Rewrite every line of the data in the stretch from the line containing "Each instance receives a single keypoint. Tag the dark" through the end of the data, both ends included. Shift each answer coordinate by adding 137 to both of its numbers, and keep all other wording unchanged.

INFORMATION SUPPLIED ::
****************************************

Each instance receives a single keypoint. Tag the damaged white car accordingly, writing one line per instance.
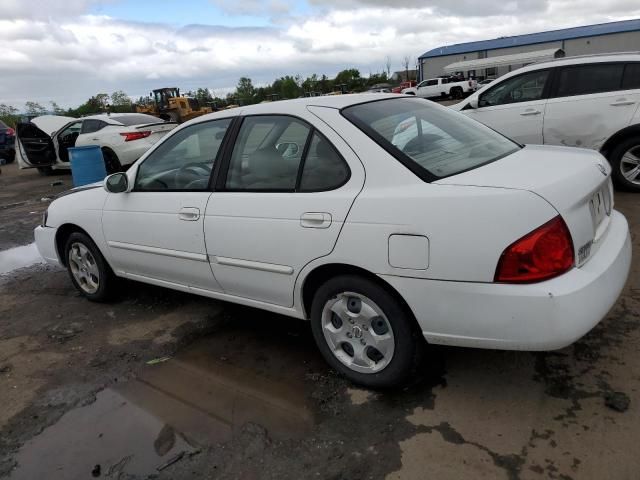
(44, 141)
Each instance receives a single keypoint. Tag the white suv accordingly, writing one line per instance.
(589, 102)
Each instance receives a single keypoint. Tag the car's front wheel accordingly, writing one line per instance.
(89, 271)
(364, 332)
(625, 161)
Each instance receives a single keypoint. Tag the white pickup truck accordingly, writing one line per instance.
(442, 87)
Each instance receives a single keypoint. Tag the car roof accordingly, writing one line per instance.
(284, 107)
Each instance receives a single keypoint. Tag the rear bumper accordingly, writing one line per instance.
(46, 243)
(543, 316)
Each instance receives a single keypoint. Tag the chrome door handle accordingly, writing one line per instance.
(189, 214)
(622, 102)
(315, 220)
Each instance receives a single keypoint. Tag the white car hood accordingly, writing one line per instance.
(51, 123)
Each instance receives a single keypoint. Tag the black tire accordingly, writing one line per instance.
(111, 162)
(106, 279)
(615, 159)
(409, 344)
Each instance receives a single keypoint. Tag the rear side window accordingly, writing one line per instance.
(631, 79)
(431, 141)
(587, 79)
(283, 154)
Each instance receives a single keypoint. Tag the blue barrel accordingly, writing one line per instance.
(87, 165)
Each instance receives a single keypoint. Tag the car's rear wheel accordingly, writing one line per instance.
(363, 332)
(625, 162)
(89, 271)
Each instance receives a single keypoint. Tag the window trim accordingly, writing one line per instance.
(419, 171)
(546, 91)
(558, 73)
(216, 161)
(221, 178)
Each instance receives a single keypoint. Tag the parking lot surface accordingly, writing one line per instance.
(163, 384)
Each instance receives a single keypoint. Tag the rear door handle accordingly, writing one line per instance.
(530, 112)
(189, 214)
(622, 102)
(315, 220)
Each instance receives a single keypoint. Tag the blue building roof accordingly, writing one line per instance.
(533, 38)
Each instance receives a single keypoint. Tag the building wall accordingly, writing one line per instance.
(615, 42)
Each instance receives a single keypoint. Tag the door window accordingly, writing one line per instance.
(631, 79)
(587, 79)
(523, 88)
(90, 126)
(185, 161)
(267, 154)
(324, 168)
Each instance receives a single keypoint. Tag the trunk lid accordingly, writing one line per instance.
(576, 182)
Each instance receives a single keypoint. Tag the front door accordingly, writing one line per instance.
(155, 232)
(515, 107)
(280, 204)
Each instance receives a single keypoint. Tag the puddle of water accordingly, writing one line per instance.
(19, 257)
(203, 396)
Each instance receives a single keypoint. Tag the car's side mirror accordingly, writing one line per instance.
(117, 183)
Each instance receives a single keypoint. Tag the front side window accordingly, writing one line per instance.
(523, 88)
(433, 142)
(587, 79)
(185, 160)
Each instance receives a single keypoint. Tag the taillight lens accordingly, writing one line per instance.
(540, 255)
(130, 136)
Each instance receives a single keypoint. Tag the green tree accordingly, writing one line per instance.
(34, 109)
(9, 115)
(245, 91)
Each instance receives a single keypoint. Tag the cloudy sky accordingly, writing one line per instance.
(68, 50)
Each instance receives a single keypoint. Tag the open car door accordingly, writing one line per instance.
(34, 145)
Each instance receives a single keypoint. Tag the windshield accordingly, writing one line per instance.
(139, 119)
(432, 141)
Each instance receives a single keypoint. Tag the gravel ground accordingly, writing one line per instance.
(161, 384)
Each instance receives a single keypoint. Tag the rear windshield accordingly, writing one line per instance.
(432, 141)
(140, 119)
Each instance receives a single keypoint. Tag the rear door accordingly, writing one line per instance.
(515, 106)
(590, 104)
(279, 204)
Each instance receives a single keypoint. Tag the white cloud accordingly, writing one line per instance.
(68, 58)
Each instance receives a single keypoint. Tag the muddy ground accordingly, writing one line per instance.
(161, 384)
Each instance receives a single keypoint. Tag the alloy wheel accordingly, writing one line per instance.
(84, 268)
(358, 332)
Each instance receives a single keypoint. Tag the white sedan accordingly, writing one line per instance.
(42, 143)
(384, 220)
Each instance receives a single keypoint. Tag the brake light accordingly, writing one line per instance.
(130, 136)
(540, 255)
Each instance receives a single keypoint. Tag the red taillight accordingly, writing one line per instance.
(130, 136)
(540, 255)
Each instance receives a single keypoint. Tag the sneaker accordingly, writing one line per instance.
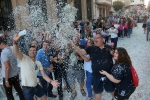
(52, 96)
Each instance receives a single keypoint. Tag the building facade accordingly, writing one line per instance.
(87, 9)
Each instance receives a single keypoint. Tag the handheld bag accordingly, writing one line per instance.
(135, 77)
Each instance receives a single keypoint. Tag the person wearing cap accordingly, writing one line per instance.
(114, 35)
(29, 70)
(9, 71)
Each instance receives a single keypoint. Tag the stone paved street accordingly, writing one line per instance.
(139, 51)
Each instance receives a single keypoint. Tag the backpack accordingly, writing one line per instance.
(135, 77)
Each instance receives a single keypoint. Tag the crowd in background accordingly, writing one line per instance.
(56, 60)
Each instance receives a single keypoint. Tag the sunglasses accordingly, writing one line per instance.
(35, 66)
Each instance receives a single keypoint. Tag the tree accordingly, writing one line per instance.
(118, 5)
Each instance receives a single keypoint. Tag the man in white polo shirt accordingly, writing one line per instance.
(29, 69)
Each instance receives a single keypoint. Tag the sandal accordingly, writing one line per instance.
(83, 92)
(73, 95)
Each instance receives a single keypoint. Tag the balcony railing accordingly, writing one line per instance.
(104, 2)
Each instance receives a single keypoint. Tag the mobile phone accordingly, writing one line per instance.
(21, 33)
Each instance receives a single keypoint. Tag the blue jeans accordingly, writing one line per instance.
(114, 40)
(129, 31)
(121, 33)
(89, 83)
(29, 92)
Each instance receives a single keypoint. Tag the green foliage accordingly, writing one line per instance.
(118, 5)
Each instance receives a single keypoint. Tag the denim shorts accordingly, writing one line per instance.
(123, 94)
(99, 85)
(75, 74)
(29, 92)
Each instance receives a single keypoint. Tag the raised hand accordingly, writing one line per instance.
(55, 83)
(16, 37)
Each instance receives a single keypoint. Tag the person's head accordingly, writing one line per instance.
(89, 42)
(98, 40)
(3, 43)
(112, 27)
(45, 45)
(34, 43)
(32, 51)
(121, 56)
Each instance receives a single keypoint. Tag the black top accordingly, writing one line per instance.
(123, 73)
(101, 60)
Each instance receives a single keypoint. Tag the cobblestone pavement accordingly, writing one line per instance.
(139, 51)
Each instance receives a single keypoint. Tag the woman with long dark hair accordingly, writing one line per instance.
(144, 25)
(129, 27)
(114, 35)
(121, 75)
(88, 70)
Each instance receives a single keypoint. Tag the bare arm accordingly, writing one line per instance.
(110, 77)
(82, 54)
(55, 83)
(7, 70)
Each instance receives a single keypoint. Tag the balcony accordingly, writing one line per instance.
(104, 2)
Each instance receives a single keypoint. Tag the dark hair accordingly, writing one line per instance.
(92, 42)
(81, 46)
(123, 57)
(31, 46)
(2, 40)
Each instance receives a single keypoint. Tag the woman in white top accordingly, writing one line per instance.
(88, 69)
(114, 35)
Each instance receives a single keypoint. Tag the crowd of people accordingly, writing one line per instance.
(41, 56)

****************************************

SOLUTION TO THIS PROBLEM ::
Each instance receives a single keypoint. Tag the dark hair accordingly, writing one line per instance.
(229, 179)
(218, 183)
(260, 194)
(168, 183)
(139, 177)
Each instance receives a single keypoint. Tag the woman in white top accordingly, writing one line per instance.
(225, 206)
(251, 172)
Each instance receives a single keypoint. Tag the crowd of people accordingly, writing one line per instance.
(178, 193)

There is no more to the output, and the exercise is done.